Problem to work on => Extract every line of the records below that contains the string "helmet", treating uppercase and lowercase as different.
+-------+
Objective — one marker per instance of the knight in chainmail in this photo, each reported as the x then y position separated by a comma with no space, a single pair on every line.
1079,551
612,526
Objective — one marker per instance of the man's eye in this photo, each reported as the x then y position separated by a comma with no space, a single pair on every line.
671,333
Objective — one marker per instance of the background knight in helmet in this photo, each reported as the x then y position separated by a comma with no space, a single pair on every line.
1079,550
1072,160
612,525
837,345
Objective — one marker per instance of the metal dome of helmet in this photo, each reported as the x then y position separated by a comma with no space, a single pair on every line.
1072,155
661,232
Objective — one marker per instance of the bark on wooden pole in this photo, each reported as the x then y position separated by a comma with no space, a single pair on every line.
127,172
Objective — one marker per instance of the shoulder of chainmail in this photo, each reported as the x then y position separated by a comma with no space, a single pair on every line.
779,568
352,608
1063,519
+-------+
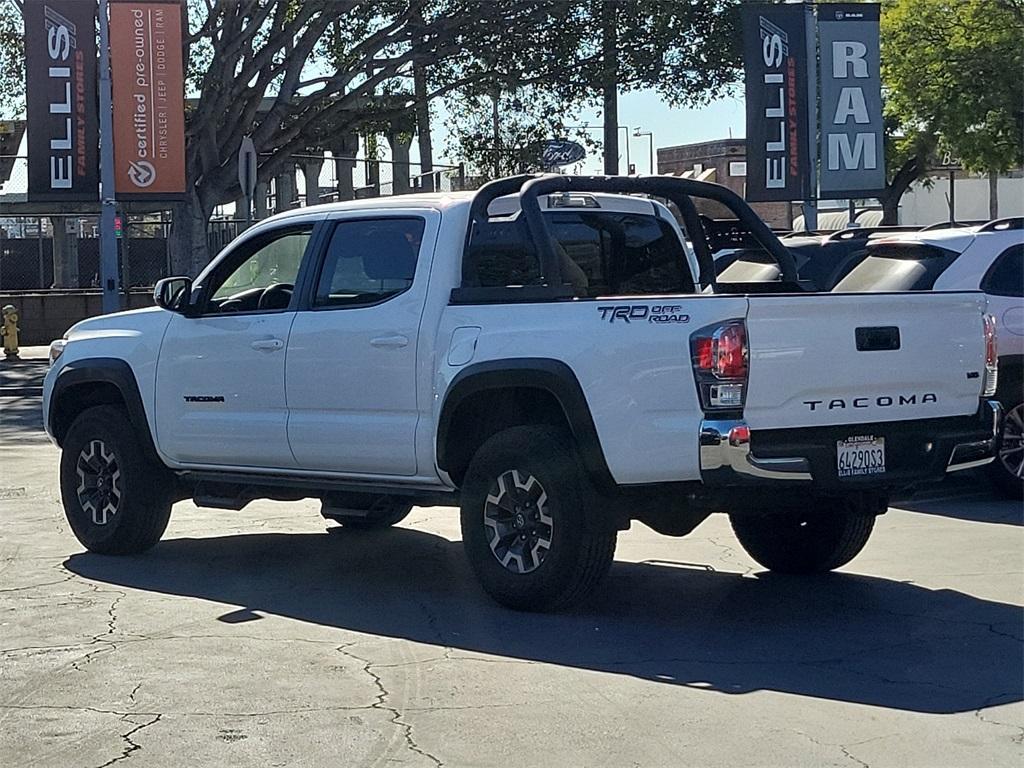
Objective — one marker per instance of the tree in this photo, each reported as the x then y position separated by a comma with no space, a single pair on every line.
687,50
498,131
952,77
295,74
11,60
+-------+
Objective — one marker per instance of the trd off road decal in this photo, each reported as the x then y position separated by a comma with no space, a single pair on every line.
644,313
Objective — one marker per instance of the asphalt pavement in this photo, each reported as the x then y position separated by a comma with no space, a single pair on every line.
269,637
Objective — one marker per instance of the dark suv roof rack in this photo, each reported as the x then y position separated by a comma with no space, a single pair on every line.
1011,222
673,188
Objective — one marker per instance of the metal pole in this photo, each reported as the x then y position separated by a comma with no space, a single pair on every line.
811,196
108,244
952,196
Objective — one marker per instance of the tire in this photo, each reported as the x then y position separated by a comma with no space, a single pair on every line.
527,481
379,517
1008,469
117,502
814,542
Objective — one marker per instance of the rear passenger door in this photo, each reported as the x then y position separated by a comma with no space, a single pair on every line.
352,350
+-------+
Solution for this task =>
Objective — one marker per instance of the background knight in helmet in this photo, each reported as the x then y position separated by a comma with no space, a single pair on every line.
Objective — one marker per instance of the metal dome of helmet in this photo, each reported as the x then y position separated by a comma with no space, a single pair on every line.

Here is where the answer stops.